** BEGIN Material **

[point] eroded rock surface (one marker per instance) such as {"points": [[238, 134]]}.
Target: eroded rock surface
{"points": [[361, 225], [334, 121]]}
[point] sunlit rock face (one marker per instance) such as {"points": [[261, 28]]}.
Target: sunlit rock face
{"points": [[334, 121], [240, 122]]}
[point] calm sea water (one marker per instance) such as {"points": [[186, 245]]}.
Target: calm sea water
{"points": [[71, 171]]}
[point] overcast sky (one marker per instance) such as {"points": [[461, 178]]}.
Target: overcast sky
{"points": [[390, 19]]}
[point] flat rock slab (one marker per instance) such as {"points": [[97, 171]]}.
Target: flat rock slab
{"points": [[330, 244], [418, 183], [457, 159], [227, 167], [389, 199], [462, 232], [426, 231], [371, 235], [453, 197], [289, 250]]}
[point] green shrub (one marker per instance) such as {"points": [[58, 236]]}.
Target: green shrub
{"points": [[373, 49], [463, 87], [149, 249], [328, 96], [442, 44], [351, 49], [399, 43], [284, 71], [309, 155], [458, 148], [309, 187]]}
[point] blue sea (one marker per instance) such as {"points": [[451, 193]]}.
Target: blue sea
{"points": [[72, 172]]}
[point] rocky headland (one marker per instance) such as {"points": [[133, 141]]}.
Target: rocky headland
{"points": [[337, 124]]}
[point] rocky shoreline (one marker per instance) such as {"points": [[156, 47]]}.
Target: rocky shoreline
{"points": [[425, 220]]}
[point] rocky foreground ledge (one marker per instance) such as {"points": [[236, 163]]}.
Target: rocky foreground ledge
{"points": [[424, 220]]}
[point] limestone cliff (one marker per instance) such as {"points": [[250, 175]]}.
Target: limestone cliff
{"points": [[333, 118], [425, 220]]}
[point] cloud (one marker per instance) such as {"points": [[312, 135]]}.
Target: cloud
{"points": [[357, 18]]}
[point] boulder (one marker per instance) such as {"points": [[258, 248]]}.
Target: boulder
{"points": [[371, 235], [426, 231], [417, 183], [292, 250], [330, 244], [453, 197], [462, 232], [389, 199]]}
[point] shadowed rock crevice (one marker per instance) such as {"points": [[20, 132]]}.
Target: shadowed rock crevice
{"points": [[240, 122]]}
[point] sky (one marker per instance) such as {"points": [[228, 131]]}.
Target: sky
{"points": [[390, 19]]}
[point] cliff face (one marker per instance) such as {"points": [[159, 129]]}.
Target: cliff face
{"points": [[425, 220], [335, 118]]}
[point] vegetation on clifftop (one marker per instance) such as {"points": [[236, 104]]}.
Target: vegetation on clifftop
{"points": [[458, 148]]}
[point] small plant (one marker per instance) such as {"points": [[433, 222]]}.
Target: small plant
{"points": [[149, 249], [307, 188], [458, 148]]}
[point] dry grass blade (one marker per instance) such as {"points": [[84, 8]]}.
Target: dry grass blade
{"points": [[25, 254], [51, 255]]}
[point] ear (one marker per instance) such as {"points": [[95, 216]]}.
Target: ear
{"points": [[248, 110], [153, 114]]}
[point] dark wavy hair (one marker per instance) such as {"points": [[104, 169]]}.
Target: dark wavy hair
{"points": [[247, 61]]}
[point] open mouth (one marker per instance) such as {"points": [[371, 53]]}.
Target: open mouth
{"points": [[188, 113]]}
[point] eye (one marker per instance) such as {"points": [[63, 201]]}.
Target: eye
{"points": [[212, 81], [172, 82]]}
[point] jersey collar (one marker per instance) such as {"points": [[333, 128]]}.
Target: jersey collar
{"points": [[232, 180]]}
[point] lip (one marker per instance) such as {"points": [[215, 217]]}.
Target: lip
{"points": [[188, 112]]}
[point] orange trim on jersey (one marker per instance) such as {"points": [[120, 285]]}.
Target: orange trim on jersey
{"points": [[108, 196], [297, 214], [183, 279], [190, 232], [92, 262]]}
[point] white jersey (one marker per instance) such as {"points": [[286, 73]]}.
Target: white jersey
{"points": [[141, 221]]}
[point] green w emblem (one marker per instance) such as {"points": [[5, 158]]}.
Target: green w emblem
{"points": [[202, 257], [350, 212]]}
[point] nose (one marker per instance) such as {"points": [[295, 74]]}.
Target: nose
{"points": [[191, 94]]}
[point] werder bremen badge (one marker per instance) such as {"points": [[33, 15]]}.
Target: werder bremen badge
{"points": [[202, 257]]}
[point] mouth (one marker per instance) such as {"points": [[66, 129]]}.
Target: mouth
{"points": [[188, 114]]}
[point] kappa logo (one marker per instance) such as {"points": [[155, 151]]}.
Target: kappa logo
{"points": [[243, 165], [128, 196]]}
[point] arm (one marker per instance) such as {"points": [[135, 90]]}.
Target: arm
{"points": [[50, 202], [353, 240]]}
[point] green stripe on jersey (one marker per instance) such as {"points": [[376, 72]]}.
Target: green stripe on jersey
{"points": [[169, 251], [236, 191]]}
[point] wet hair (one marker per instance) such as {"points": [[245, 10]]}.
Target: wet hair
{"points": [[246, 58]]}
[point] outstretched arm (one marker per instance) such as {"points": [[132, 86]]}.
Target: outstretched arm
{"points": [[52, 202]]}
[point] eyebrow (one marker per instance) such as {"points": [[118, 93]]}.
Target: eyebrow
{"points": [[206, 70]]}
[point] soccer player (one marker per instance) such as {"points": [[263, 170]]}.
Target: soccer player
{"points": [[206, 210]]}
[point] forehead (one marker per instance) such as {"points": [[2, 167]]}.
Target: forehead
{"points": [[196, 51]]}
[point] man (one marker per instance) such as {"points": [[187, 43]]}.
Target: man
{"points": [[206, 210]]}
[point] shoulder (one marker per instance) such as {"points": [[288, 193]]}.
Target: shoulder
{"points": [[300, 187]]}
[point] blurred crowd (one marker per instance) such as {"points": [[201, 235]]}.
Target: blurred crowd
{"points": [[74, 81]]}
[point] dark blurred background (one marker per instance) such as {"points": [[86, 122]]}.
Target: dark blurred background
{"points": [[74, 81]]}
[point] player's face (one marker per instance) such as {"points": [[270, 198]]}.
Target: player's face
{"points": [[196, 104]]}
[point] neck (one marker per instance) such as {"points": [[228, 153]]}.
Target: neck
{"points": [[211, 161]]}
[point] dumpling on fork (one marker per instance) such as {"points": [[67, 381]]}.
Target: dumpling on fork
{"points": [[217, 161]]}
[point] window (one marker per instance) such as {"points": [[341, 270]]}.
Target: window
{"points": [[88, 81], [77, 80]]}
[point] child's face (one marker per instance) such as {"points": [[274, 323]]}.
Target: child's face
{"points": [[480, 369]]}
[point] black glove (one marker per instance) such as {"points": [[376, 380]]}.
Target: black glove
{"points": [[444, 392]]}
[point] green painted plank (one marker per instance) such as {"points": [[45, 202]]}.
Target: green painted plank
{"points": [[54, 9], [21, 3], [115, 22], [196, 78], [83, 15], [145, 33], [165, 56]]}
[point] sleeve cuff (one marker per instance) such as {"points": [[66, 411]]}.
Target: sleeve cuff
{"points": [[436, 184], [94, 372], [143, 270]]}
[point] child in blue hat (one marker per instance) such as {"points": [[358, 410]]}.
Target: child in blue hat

** END Material **

- **Work instructions**:
Update the records above by replacing "one marker per instance" with "one point for each instance" everywhere it occurs, leaving everything else unchanged.

- **Expected answer**:
[point] eroded rock surface (one point for each instance) such as {"points": [[238, 134]]}.
Target: eroded rock surface
{"points": [[361, 225], [334, 121]]}
[point] sunlit rock face (one point for each instance) such as {"points": [[261, 28]]}.
Target: sunlit rock face
{"points": [[334, 121], [240, 122]]}
[point] calm sea water (one point for each instance) such as {"points": [[186, 245]]}.
Target: calm sea water
{"points": [[71, 171]]}
[point] overcast sky (one point for each instance) such as {"points": [[461, 178]]}.
Target: overcast sky
{"points": [[390, 19]]}
[point] flat rock slab (one point for each instance) such as {"points": [[97, 171]]}.
Target: flat rock slab
{"points": [[330, 244], [418, 183], [457, 159], [227, 167], [389, 199], [462, 232], [426, 231], [371, 235], [453, 197], [289, 250]]}
[point] green shrub (one point for each instance) such as {"points": [[58, 236]]}.
Target: green shrub
{"points": [[373, 49], [463, 87], [149, 249], [328, 96], [442, 44], [351, 49], [399, 43], [284, 71], [309, 155], [458, 148], [309, 187]]}
[point] blue sea (one point for each instance) such as {"points": [[451, 193]]}.
Target: blue sea
{"points": [[72, 172]]}
[point] rocky headland (one point for each instance) such as {"points": [[133, 141]]}.
Target: rocky headland
{"points": [[337, 124]]}
[point] rocky shoreline (one point for each instance) such as {"points": [[156, 47]]}.
Target: rocky shoreline
{"points": [[425, 220]]}
[point] rocky foreground ledge (one point for each instance) such as {"points": [[236, 163]]}.
Target: rocky foreground ledge
{"points": [[424, 220]]}
[point] limestone cliff (one point for each instance) such as {"points": [[250, 175]]}.
Target: limestone cliff
{"points": [[333, 118], [425, 220]]}
[point] cloud (one point for each instance) such as {"points": [[312, 135]]}.
Target: cloud
{"points": [[357, 18]]}
[point] boulder (one point for each instance) such as {"points": [[258, 248]]}.
Target: boulder
{"points": [[371, 235], [426, 231], [417, 183], [292, 250], [330, 244], [453, 197], [462, 232], [389, 199]]}
[point] shadowed rock crevice (one point for each instance) such as {"points": [[20, 132]]}.
Target: shadowed rock crevice
{"points": [[240, 122]]}
[point] sky (one point for each instance) such as {"points": [[228, 131]]}.
Target: sky
{"points": [[390, 19]]}
[point] cliff face (one point for each instance) such as {"points": [[159, 129]]}.
Target: cliff face
{"points": [[425, 220], [335, 118]]}
[point] vegetation on clifftop (one point for each instance) such as {"points": [[236, 104]]}.
Target: vegetation on clifftop
{"points": [[458, 148]]}
[point] small plant (one point for each instance) such as {"points": [[433, 222]]}.
Target: small plant
{"points": [[149, 249], [307, 188], [458, 148]]}
[point] dry grass blade (one point for each instance) such as {"points": [[84, 8]]}.
Target: dry grass blade
{"points": [[25, 254], [51, 255]]}
[point] ear (one point for each instance) such as {"points": [[95, 216]]}.
Target: ear
{"points": [[248, 110], [153, 114]]}
[point] dark wavy hair (one point for each instance) such as {"points": [[104, 169]]}.
Target: dark wavy hair
{"points": [[247, 61]]}
[point] open mouth (one point for each instance) such as {"points": [[371, 53]]}.
Target: open mouth
{"points": [[188, 113]]}
[point] eye (one point for each instance) such as {"points": [[63, 201]]}.
Target: eye
{"points": [[212, 81], [172, 82]]}
[point] jersey collar (one point for each instance) such as {"points": [[333, 128]]}.
Target: jersey collar
{"points": [[232, 180]]}
[point] lip (one point for each instance) such as {"points": [[215, 217]]}.
Target: lip
{"points": [[188, 112]]}
[point] orange trim on jersey (one point for each instance) such as {"points": [[120, 285]]}.
Target: orange trim on jersey
{"points": [[108, 196], [297, 214], [183, 279], [190, 232], [92, 262]]}
[point] white jersey (one point for each instance) such as {"points": [[286, 73]]}.
Target: white jersey
{"points": [[141, 221]]}
[point] green w emblem (one point for each instance) such as {"points": [[5, 158]]}.
Target: green w emblem
{"points": [[202, 257], [350, 212]]}
[point] nose (one point for each instance) such as {"points": [[295, 74]]}.
Target: nose
{"points": [[191, 94]]}
[point] werder bremen badge (one point for each instance) such as {"points": [[33, 15]]}.
Target: werder bremen badge
{"points": [[202, 257]]}
[point] mouth (one point for each instance) such as {"points": [[66, 129]]}.
Target: mouth
{"points": [[188, 114]]}
[point] kappa logo (one point for each instance) such as {"points": [[155, 151]]}.
Target: kappa logo
{"points": [[243, 165], [128, 196]]}
[point] arm (one point for each instance) such as {"points": [[135, 90]]}.
Target: arm
{"points": [[50, 202], [353, 240]]}
[point] green stripe on jersey (one point for each instance) such as {"points": [[376, 72]]}.
Target: green stripe on jersey
{"points": [[169, 251], [236, 191]]}
[point] wet hair (one point for each instance) such as {"points": [[245, 10]]}.
Target: wet hair
{"points": [[246, 58]]}
[point] outstretched arm (one point for each instance) such as {"points": [[132, 86]]}.
Target: outstretched arm
{"points": [[52, 202]]}
[point] eyebrow (one point for each instance) such as {"points": [[118, 93]]}.
Target: eyebrow
{"points": [[206, 70]]}
[point] soccer player (one point for each instance) such as {"points": [[263, 170]]}.
Target: soccer player
{"points": [[206, 210]]}
[point] forehead (one point for each instance) such as {"points": [[2, 167]]}.
Target: forehead
{"points": [[196, 51]]}
[point] man (one point for each instance) such as {"points": [[187, 43]]}.
Target: man
{"points": [[206, 210]]}
[point] shoulder (one point for each instance) such as {"points": [[288, 193]]}.
Target: shoulder
{"points": [[300, 187]]}
[point] blurred crowd (one point for each instance) such as {"points": [[201, 235]]}.
Target: blurred crowd
{"points": [[74, 81]]}
[point] dark blurred background (one point for each instance) such as {"points": [[86, 122]]}.
Target: dark blurred background
{"points": [[74, 81]]}
[point] player's face (one point for each instance) such as {"points": [[270, 198]]}.
Target: player's face
{"points": [[196, 104]]}
[point] neck (one point for each instance) such as {"points": [[228, 153]]}.
Target: neck
{"points": [[211, 161]]}
[point] dumpling on fork (one point for each instance) such as {"points": [[67, 381]]}.
Target: dumpling on fork
{"points": [[217, 161]]}
[point] window (one point for each instance) such as {"points": [[341, 270]]}.
Target: window
{"points": [[88, 81], [77, 80]]}
[point] child's face (one point for each instance) such as {"points": [[274, 323]]}.
Target: child's face
{"points": [[480, 369]]}
[point] black glove (one point for each instance) such as {"points": [[376, 380]]}.
Target: black glove
{"points": [[444, 392]]}
[point] green painted plank (one point for each instance) such as {"points": [[45, 202]]}.
Target: green painted plank
{"points": [[54, 9], [21, 3], [115, 22], [196, 78], [83, 15], [145, 33], [165, 56]]}
[point] sleeve cuff (one point for each instance) such as {"points": [[66, 411]]}.
Target: sleeve cuff
{"points": [[436, 184], [94, 372], [143, 270]]}
[point] child in blue hat (one point for each instance) such as {"points": [[358, 410]]}.
Target: child in blue hat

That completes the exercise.